Texte fourni
---*---

Le syndrome de l’imposteur, c’est cette petite voix intérieure qui nous fait croire que nous ne méritons pas ce job ou cette promotion. Celle qui nous fait craindre sans arrêt d’être démasquée par quelqu’un d’autre puisque nous ne sommes pas à notre place.
Pourquoi les femmes et le syndrome de l’imposteur sont-ils aussi souvent associés ? Simplement parce qu’on l’accuse très souvent de freiner l’avancée des femmes à des postes de responsabilités, tandis qu’on en parle beaucoup moins pour les hommes.
On nous explique de plus en plus souvent que si les femmes ont moins de postes à responsabilités, c’est parce qu’elles souffrent de ce sentiment d’imposture et que par conséquent elles n’osent pas aller chercher cette promotion.
Voici la raison pour laquelle le syndrome de l’imposteur ne doit plus servir de justification pour expliquer les inégalités du monde professionnel.
Femme et syndrome de l’imposteur : un manque de représentation
Nous ne venons pas au monde avec le syndrome de l’imposteur. Pourtant, ce dernier s’insinue dans nos vies dès l’enfance. Un article paru dans le magazine américain Sciences a permis de mettre en lumière le fait que les petites filles âgées de 5 ans ont tendance à identifier une personne décrite comme intelligente, résolvant des problèmes mieux et plus rapidement que tous les autres, comme appartenant à leur propre genre. Or, dès l’âge de 6 ans, cette tendance s’inverse et elles désignent alors cette personne comme étant un garçon. Les causes de ce changement sont faciles à cerner puisque dans leur environnement les personnes qui occupent des postes importants, avec une forte visibilité, sont des hommes. Un rapport de l’ONU relève qu’au 1er janvier 2021, seuls 22 pays, sur 193, étaient dirigés par des femmes. Dans la plupart des films et séries, les personnages principaux, les héros, sont en grande majorité des hommes, tandis que les femmes sont reléguées au second plan. Une étude réalisée en 2016 nous apprend que sur 30 films d’animation Disney et Pixar, 22 d’entre eux accordent davantage de temps de parole aux personnages masculins. Mais il semblerait que les studios d’animation tendent vers l’amélioration de ce pattern. Ce manque de représentation nous conduit donc inconsciemment à demander moins, à rêver moins grand et à rester à la place qui nous est imposée par la société. Les femmes de couleur et/ou appartenant à la communauté LGBTQ+ sont par ailleurs encore plus concernées par cette invisibilisation.

---*---

Enregistrements

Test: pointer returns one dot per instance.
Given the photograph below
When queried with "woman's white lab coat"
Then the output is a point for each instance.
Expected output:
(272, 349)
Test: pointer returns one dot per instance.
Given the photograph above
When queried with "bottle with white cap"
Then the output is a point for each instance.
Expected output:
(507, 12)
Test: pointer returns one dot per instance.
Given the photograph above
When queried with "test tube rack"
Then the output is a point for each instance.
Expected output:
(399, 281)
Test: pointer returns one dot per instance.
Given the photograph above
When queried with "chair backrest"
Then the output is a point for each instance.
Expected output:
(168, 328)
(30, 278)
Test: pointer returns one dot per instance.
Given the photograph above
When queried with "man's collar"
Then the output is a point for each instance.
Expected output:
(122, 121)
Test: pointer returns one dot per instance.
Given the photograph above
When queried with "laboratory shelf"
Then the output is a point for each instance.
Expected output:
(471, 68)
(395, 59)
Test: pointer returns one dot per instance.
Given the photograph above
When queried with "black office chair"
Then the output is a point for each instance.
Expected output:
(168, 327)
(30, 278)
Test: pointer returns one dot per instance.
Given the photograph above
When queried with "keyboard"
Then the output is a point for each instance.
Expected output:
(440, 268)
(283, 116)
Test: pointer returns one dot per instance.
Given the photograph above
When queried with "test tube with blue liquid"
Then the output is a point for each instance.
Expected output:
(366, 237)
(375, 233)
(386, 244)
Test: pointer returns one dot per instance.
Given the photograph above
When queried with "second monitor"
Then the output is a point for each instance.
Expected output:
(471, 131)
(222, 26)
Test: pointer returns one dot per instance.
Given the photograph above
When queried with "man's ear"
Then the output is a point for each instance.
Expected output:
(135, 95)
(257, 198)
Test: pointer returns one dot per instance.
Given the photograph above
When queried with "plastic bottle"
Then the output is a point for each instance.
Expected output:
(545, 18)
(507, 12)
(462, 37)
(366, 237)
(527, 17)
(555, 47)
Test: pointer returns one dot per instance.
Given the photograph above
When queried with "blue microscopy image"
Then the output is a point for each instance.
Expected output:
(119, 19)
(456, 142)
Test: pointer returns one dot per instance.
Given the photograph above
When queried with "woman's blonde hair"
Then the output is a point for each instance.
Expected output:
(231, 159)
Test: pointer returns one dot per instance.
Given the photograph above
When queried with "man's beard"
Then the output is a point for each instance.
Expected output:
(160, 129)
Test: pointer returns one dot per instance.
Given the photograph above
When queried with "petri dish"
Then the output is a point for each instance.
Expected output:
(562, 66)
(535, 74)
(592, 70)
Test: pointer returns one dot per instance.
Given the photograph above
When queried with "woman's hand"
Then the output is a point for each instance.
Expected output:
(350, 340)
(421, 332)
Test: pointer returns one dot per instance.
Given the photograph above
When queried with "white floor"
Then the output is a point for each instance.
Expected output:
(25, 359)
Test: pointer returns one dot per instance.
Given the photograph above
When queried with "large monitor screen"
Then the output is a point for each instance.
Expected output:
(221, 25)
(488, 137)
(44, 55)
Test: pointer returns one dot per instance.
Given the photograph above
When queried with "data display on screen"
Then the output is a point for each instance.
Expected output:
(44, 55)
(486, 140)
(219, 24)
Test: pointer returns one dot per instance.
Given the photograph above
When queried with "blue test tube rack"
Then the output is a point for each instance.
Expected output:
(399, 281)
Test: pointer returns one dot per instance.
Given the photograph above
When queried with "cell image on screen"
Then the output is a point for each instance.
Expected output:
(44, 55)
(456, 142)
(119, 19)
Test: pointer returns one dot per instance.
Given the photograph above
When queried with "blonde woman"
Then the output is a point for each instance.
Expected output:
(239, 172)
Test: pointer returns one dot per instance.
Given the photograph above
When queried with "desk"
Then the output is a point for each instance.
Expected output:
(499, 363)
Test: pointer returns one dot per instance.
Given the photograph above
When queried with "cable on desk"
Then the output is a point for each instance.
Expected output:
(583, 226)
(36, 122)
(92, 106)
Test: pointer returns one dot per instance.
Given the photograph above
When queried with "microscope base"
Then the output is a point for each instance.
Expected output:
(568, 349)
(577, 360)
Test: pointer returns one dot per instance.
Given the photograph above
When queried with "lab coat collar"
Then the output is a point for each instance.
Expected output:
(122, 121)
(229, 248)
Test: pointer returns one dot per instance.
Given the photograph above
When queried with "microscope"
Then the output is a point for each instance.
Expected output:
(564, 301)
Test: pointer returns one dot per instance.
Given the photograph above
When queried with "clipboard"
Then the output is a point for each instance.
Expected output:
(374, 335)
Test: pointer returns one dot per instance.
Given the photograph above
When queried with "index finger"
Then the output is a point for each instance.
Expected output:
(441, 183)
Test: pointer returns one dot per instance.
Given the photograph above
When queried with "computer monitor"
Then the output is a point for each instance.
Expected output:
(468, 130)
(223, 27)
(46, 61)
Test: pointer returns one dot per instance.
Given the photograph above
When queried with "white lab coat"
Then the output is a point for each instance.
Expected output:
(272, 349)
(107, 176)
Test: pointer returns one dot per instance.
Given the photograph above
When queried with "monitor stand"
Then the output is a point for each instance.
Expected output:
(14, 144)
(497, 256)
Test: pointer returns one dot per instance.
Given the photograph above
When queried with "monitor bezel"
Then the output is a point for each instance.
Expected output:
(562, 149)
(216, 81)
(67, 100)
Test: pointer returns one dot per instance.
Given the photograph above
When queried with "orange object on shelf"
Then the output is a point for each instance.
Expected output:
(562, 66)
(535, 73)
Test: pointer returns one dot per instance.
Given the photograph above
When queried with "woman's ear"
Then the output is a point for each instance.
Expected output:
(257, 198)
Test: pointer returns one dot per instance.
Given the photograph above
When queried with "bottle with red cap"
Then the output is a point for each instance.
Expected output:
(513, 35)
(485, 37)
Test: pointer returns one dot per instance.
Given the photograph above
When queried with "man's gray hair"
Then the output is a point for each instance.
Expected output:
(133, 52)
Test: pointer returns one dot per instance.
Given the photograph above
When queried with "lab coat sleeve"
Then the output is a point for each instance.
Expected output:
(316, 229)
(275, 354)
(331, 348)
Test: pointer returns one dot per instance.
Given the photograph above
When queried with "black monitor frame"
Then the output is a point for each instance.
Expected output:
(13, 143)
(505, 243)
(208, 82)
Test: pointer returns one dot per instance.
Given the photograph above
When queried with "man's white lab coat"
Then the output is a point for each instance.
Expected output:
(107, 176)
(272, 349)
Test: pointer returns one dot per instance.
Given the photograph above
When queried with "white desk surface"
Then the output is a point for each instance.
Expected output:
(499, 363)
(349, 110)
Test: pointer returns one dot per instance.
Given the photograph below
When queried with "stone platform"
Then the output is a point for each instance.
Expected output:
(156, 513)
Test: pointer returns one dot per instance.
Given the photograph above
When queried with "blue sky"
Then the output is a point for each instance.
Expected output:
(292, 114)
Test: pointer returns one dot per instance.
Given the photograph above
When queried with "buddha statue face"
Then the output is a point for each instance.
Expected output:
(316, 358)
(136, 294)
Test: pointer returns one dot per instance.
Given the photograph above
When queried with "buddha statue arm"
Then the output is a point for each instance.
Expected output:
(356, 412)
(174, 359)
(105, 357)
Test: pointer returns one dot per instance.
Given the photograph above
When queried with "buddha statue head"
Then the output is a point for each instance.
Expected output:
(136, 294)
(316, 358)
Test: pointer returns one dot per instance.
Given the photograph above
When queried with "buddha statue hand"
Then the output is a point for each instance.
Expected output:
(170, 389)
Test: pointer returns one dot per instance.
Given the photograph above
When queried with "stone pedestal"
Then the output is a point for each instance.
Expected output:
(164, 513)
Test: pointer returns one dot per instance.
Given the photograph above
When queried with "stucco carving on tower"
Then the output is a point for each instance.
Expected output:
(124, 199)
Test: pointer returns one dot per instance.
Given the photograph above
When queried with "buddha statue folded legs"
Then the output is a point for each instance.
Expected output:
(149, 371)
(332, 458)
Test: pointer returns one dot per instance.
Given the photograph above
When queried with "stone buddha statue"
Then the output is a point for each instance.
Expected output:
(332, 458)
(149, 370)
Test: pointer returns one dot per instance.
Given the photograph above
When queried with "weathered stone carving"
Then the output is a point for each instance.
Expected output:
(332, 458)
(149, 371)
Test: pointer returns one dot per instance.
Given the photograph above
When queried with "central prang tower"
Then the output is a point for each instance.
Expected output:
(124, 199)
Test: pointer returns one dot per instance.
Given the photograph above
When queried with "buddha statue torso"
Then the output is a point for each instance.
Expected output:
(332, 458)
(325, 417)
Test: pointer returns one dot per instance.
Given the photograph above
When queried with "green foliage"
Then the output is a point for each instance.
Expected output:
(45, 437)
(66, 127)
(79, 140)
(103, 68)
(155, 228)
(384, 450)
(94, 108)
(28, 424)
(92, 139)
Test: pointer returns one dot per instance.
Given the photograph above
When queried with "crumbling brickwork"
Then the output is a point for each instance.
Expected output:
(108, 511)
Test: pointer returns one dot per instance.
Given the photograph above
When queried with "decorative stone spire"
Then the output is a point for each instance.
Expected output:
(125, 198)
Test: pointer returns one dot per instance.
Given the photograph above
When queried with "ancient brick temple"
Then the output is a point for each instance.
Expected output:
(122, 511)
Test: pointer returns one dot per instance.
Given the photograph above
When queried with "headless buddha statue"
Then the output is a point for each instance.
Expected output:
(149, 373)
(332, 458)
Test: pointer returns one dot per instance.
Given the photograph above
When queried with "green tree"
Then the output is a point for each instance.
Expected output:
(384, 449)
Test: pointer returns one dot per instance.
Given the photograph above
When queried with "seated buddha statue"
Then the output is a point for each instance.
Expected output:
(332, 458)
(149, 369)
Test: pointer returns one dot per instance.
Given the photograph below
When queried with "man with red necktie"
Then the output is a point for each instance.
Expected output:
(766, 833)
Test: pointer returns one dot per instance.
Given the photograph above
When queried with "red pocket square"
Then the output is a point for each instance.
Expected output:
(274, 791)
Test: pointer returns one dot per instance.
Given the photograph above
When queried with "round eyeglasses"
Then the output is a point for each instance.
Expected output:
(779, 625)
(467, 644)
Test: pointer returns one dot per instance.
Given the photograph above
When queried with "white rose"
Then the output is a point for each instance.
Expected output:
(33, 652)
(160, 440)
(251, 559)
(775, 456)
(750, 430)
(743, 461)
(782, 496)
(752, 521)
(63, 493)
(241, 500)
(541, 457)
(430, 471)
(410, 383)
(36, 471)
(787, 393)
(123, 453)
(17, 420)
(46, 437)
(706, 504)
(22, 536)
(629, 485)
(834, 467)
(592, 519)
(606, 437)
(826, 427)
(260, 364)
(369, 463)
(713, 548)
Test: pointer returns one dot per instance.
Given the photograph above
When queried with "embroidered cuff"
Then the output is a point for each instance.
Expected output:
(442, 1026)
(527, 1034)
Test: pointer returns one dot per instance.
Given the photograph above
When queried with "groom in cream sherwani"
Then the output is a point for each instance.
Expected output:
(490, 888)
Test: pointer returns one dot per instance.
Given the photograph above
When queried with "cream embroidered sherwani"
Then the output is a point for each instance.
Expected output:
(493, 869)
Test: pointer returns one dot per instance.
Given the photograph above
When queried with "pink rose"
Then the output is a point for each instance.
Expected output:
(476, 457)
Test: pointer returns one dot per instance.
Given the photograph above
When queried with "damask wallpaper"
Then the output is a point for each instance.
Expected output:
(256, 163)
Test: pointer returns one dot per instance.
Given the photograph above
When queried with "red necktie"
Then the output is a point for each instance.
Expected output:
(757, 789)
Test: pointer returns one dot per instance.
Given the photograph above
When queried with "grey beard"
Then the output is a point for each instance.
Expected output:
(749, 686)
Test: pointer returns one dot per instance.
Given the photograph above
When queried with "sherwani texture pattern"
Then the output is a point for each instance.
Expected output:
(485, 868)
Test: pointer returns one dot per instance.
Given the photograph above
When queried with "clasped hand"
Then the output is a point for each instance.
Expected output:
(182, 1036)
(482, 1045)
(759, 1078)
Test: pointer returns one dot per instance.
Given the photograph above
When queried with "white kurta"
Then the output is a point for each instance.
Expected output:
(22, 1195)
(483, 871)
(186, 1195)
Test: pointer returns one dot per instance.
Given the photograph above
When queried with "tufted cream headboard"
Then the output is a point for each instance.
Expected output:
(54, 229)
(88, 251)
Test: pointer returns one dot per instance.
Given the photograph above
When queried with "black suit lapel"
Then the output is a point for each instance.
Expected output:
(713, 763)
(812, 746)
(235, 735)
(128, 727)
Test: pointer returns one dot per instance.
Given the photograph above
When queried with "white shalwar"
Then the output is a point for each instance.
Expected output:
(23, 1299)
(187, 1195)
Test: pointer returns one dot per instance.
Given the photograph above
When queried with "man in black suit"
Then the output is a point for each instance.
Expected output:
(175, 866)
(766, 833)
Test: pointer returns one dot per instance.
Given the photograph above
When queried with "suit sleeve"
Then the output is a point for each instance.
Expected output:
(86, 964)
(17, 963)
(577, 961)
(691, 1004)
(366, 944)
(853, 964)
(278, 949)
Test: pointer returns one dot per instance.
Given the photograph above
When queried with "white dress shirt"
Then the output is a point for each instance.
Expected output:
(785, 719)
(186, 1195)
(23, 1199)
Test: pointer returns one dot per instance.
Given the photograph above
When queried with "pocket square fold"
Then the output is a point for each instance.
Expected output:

---*---

Liste des tâches
(1) Relevez toutes les sources (article, rapport ou étude) que cite le texte sur le syndrome de l'imposteur.
(2) D'après le texte sur le syndrome de l'imposteur, combien de pays étaient dirigés par des femmes au 1er janvier 2021 ?
(3) Recopiez le passage du texte sur le syndrome de l'imposteur qui va de « Le syndrome de l’imposteur, c’est » jusqu'à « chercher cette promotion. ».

Corrigé de l'exercice
(1)
- un article paru dans le magazine américain Sciences
- un rapport de l'ONU
- une étude réalisée en 2016

(2) 22 pays sur 193.

(3)
Le syndrome de l’imposteur, c’est cette petite voix intérieure qui nous fait croire que nous ne méritons pas ce job ou cette promotion. Celle qui nous fait craindre sans arrêt d’être démasquée par quelqu’un d’autre puisque nous ne sommes pas à notre place.
Pourquoi les femmes et le syndrome de l’imposteur sont-ils aussi souvent associés ? Simplement parce qu’on l’accuse très souvent de freiner l’avancée des femmes à des postes de responsabilités, tandis qu’on en parle beaucoup moins pour les hommes.
On nous explique de plus en plus souvent que si les femmes ont moins de postes à responsabilités, c’est parce qu’elles souffrent de ce sentiment d’imposture et que par conséquent elles n’osent pas aller chercher cette promotion.